TASKS FOR THIS EXERCISE -
A – Which two chaplains did The Tele speak to for the article about hospital chaplains?
B – Echo the article about hospital chaplains word for word from "The Tele spoke" up to and including "greatest hour of need.".

Chaplains working in hospitals see people at their most vulnerable and at their strongest every single day.
And, during the coronavirus lockdown, the healthcare chaplains at Ninewells Hospital have had to step up and make sure everyone was supported in their hour of need.
The Tele spoke to Stephen Steiner and Andrew Bennett about their experiences of helping staff, patients and relatives through the many emotions they can feel when they are in hospital.
Stephen said: “I am not sure there is a normal day for a healthcare chaplain.
“We see people at their most vulnerable and in their greatest hour of need.
“There are so many emotions when a person comes into hospital, there is fear and anxiety, a loss of independence and a loss of control, so we need to be there to support them.
“If someone has had a diagnosis and doesn’t know how to tell their family, we help them, or if there is a young mother we can talk through how they are feeling – sometimes we are the first people to ask them that.

DATA EXCERPT -

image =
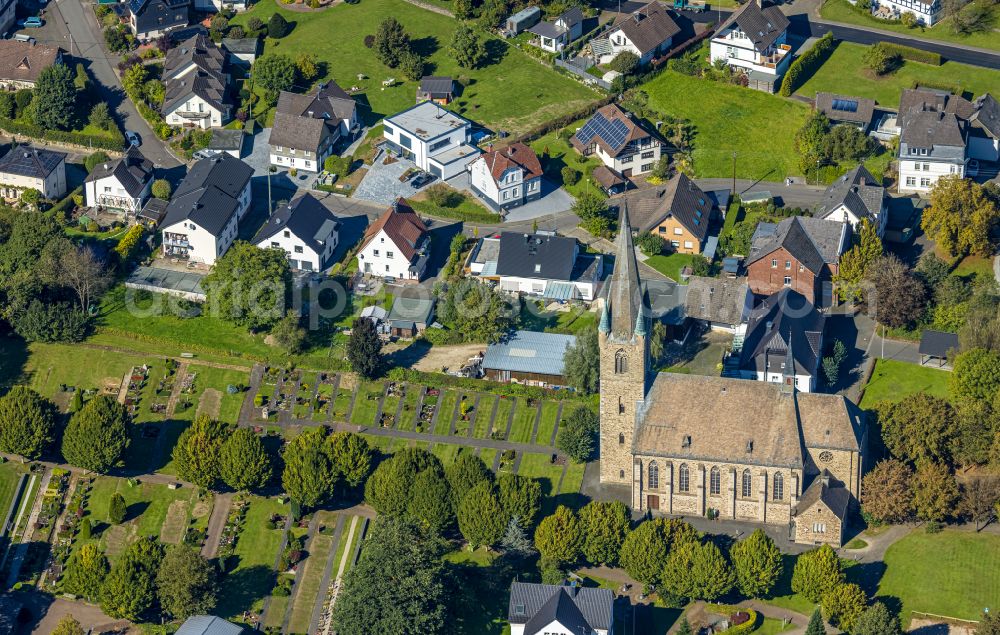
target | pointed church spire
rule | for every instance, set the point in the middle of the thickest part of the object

ANSWERS FOR THE EXERCISE -
A – Stephen Steiner and Andrew Bennett.

B –
The Tele spoke to Stephen Steiner and Andrew Bennett about their experiences of helping staff, patients and relatives through the many emotions they can feel when they are in hospital.
Stephen said: “I am not sure there is a normal day for a healthcare chaplain.
“We see people at their most vulnerable and in their greatest hour of need.